### GIVEN PASSAGE
Previous research from scientists at the ICR and King’s College London showed that 60 per cent of triple negative breast cancers express high levels of a particular gene called HORMAD1, a gene normally only expressed in the testes and ovaries.

HORMAD1 is usually involved in breaking and repairing the DNA’s double strand structure within reproductive tissues as part of the normal shuffling of the inherited genes from parents in an individual’s egg or sperm cells. But in cancer cells the gene appears to become inappropriately ‘switched on’ in other tissues and its presence can cause unwanted double-strand breaks in the DNA, making the cell genome unstable creating other mutations and chromosome instability – a hallmark of cancer.

To combat the genome instability, the cancer cells learn to depend on a set of proteins, called translesion synthesis (TLS) polymerases, to enable them to function correctly. This study, published in Oncogene, showed that blocking the function of the TLS proteins and other genes involved in ’DNA replication stress’ caused the cancer cells to die.

Discovering new therapeutic targets

The research, funded by Breast Cancer Now, showed the dependency of HORMAD1 on TLS polymerases by creating cell models with induced high levels of HORMAD1 as seen in some triple negative breast cancer cells.

Scientists were able to ‘switch off’ individual proteins within the cell model enabling them to investigate which proteins are key for the cell to function. They discovered that if HORMAD1 is present, ‘switching off’ certain TLS polymerases, caused more than 50 per cent of the cells to die. 

‘Switching off’ proteins can mimic how drugs may block the function of proteins. The discovery of the sensitivity of the cells to ‘switching off’ TLS polymerases exposes a vulnerability that could be targeted and exploited in the treatment of triple negative breast cancer.

Significance and future work

The scientists stressed that although the identification of these targets offers a potentially exciting opportunity in the treatment of triple negative breast cancer, the science is at an early stage and extensive further research is required to validate these targets and find molecules that can target these proteins.

The research also suggests the presence of HORMAD1 in triple negative breast cancer cells could act as an indicator, or biomarker, of whether a patient might benefit from targeted treatment with therapies that act against cancers with high levels of genome instability – such as PARP inhibitors.

### WHAT THIS EXERCISE ASKS
1/ Repeat the HORMAD1 passage between "To combat the" and "the cells to die.", inclusive.
2/ Sum up the HORMAD1 passage in two sentences.
3/ Which institutions and funding bodies does the HORMAD1 passage name? List them all.

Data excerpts

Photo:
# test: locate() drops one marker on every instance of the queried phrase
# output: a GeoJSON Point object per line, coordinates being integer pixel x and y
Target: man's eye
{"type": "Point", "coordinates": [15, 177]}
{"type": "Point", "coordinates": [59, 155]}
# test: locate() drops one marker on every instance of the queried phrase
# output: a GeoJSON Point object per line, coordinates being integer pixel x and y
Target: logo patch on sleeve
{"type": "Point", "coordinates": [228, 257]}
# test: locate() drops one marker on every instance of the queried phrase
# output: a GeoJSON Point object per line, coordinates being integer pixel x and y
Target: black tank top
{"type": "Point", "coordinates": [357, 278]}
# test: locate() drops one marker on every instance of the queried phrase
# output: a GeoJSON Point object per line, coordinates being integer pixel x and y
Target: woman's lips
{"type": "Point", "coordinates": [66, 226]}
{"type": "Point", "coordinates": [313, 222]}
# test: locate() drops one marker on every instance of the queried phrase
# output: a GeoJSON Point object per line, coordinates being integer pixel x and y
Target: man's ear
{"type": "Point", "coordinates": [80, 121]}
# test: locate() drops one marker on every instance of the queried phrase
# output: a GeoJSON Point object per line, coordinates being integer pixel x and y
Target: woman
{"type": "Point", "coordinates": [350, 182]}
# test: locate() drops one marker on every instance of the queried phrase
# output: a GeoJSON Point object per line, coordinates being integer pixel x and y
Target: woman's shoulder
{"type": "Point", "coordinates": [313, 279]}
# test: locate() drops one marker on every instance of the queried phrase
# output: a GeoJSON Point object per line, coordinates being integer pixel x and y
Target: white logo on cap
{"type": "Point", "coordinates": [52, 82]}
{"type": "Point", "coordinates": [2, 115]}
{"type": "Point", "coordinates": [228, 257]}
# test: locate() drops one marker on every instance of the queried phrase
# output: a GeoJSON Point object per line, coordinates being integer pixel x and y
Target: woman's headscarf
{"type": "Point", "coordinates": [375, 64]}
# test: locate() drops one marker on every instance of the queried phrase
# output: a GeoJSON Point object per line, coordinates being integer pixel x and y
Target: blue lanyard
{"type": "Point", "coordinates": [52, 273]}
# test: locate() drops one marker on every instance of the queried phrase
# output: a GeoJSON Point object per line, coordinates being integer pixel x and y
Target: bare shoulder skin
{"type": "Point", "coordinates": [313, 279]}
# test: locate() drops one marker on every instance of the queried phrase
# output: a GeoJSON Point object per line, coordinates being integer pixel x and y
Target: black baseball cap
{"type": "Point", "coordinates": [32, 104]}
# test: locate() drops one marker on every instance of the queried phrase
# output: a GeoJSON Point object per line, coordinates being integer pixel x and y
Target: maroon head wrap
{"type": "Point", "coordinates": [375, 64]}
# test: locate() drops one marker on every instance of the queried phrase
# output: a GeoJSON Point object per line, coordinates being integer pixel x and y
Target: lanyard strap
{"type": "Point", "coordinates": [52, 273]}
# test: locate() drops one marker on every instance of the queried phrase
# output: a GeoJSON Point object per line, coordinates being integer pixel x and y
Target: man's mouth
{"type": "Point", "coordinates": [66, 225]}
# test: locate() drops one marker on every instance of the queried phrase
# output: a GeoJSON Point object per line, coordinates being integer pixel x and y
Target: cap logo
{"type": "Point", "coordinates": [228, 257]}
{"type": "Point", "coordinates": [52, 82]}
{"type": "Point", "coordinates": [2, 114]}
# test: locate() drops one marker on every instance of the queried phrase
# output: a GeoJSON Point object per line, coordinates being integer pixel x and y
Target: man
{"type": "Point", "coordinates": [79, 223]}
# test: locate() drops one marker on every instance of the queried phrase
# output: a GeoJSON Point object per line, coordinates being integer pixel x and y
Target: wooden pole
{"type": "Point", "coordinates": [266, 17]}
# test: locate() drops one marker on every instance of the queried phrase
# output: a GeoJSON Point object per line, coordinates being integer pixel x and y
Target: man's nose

### PROBLEM SOLUTIONS
1/
To combat the genome instability, the cancer cells learn to depend on a set of proteins, called translesion synthesis (TLS) polymerases, to enable them to function correctly. This study, published in Oncogene, showed that blocking the function of the TLS proteins and other genes involved in ’DNA replication stress’ caused the cancer cells to die.

Discovering new therapeutic targets

The research, funded by Breast Cancer Now, showed the dependency of HORMAD1 on TLS polymerases by creating cell models with induced high levels of HORMAD1 as seen in some triple negative breast cancer cells.

Scientists were able to ‘switch off’ individual proteins within the cell model enabling them to investigate which proteins are key for the cell to function. They discovered that if HORMAD1 is present, ‘switching off’ certain TLS polymerases, caused more than 50 per cent of the cells to die.

2/ About 60 per cent of triple negative breast cancers express high levels of HORMAD1, a gene that can cause unwanted DNA double-strand breaks and genome instability, and the cancer cells come to depend on TLS polymerases to function. In cell models with high HORMAD1, switching off certain TLS polymerases killed more than 50 per cent of the cells, exposing a vulnerability that could be targeted in treatment, though the scientists stress that extensive further research is required.

3/
- ICR
- King's College London
- Breast Cancer Now